(Dataset records)
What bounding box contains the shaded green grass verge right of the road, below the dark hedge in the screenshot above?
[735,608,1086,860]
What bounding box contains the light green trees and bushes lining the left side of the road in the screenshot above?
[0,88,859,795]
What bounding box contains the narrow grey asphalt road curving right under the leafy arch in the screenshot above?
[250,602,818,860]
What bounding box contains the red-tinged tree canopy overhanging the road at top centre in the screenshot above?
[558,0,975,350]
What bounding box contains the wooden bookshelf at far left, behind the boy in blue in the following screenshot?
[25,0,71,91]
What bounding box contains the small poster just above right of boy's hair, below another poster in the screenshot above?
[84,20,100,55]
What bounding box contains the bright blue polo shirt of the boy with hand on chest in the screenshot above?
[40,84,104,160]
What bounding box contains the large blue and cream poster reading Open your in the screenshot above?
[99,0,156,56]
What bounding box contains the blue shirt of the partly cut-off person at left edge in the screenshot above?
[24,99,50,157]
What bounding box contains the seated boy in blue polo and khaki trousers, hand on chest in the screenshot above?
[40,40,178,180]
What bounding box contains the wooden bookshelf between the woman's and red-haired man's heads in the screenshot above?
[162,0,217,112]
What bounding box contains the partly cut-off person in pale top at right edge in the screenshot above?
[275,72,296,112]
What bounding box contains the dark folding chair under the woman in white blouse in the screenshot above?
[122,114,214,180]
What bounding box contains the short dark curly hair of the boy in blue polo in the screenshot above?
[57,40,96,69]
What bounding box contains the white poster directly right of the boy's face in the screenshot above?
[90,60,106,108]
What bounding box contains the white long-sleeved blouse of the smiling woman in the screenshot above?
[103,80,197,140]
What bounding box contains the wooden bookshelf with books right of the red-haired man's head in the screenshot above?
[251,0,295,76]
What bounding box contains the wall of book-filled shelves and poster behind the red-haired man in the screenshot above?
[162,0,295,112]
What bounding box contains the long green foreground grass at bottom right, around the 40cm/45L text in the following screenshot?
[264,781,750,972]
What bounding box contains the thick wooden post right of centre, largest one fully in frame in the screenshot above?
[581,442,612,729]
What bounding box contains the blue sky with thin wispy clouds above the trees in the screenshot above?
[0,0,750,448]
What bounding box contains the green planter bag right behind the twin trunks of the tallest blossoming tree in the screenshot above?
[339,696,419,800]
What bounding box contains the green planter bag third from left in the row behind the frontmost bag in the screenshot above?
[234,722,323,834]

Exercise. Each entry above is to be copied out exactly as written.

Answer below.
What bounding box contains the shaded green grass verge right of the road, below the dark hedge in the screenshot above?
[735,608,1086,860]
What bounding box contains the light green trees and bushes lining the left side of the road in the screenshot above?
[0,88,859,795]
What bounding box contains the narrow grey asphalt road curving right under the leafy arch in the screenshot above?
[250,602,818,860]
What bounding box contains the red-tinged tree canopy overhanging the road at top centre in the screenshot above?
[558,0,975,350]
What bounding box contains the wooden bookshelf at far left, behind the boy in blue in the following screenshot?
[25,0,71,91]
What bounding box contains the small poster just above right of boy's hair, below another poster in the screenshot above?
[84,20,100,55]
What bounding box contains the bright blue polo shirt of the boy with hand on chest in the screenshot above?
[40,84,104,160]
What bounding box contains the large blue and cream poster reading Open your in the screenshot above?
[99,0,156,56]
What bounding box contains the blue shirt of the partly cut-off person at left edge in the screenshot above?
[24,99,50,157]
What bounding box contains the seated boy in blue polo and khaki trousers, hand on chest in the screenshot above?
[40,40,178,180]
What bounding box contains the wooden bookshelf between the woman's and red-haired man's heads in the screenshot above?
[162,0,217,112]
What bounding box contains the partly cut-off person in pale top at right edge in the screenshot above?
[275,72,296,112]
What bounding box contains the dark folding chair under the woman in white blouse in the screenshot above?
[122,114,214,180]
What bounding box contains the short dark curly hair of the boy in blue polo in the screenshot above?
[57,40,96,69]
What bounding box contains the white poster directly right of the boy's face in the screenshot above?
[90,60,106,108]
What bounding box contains the white long-sleeved blouse of the smiling woman in the screenshot above?
[103,80,197,140]
What bounding box contains the wooden bookshelf with books right of the red-haired man's head in the screenshot above?
[251,0,295,76]
What bounding box contains the wall of book-filled shelves and poster behind the red-haired man in the screenshot above?
[162,0,295,112]
What bounding box contains the long green foreground grass at bottom right, around the 40cm/45L text in the following screenshot?
[264,781,750,972]
What bounding box contains the thick wooden post right of centre, largest one fully in frame in the screenshot above?
[581,442,612,729]
What bounding box contains the blue sky with thin wispy clouds above the trees in the screenshot above?
[0,0,750,448]
What bounding box contains the green planter bag right behind the twin trunks of the tallest blossoming tree in the screenshot above?
[339,696,419,800]
What bounding box contains the green planter bag third from left in the row behind the frontmost bag in the screenshot above?
[234,722,323,834]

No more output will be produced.